Tugas 1 =>
Menurut kutipan halaman tentang pungli NUPTK, berapa nominal uang yang diduga diminta oknum untuk mempercepat pengurusan NUPTK?

━━━ Kutipan Halaman ━━━

Pungli NUPTK, Oknum Cabdisdik Wil XI Diduga Manfaatkan Keterbatasan Sistem

P.SIDIMPUAN| Jelajahnews – Cabang Dinas Pendidikan Propsu Wilayah XI tidak memiliki kewenangan dalam pengelolaan atau penerbitan Nomor Unik Pendidik dan Tenaga Kependidikan (NUPTK).

Hal itu ditegaskan oleh Kacabdisdik Provsu Wilayah XI, Drs Oloan Nasution dalam surat balasan konfirmasi awak media pada 23 September 2024.

Menurut Oloan melalui surat, pengurusan NUPTK sepenuhnya dilakukan melalui sistem aplikasi dalam jaringan (online) dan melibatkan beberapa pihak terkait, seperti operator sekolah, operator dinas pendidikan, dan pusat data dari Kementerian Pendidikan.

Kemudian, pihaknya juga menekankan bahwa hingga saat ini, tidak pernah ada keluhan terkait dugaan praktik pungli dalam pengurusan NUPTK yang sampai ke pihak mereka.

Namun, realita di lapangan sepertinya menunjukkan gambaran berbeda. Berdasarkan keterangan dari salah satu guru honorer di sebuah SMK swasta di wilayah Padangsidimpuan, terdapat dugaan kuat adanya oknum di Cabang Dinas Pendidikan Wilayah XI yang meminta uang dengan nominal mencapai Rp 1.200.000,- untuk mempercepat proses pengurusan NUPTK.

━━━ Data Masukan ━━━

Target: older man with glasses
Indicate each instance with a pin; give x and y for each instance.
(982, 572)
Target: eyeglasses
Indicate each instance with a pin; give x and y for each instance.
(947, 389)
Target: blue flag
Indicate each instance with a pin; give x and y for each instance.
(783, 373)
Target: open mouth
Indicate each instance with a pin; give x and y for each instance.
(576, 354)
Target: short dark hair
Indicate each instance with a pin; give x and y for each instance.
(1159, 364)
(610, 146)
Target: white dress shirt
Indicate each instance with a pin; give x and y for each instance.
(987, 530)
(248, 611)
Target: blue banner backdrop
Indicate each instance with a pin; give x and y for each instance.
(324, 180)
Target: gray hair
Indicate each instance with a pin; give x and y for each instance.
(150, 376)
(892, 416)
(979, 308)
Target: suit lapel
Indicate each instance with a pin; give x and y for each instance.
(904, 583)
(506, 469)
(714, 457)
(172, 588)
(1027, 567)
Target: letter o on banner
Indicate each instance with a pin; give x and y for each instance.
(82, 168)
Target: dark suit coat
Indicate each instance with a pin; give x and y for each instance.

━━━

Tugas 2 =>
Salin ulang kata demi kata baris-baris dalam catatan di atas, mulai dari baris yang memuat "Target: letter o on banner" hingga baris terakhir catatan, kedua ujungnya termasuk.

Jawaban Lengkap 1 =>
Rp 1.200.000,-

Jawaban Lengkap 2 =>
Target: letter o on banner
Indicate each instance with a pin; give x and y for each instance.
(82, 168)
Target: dark suit coat
Indicate each instance with a pin; give x and y for each instance.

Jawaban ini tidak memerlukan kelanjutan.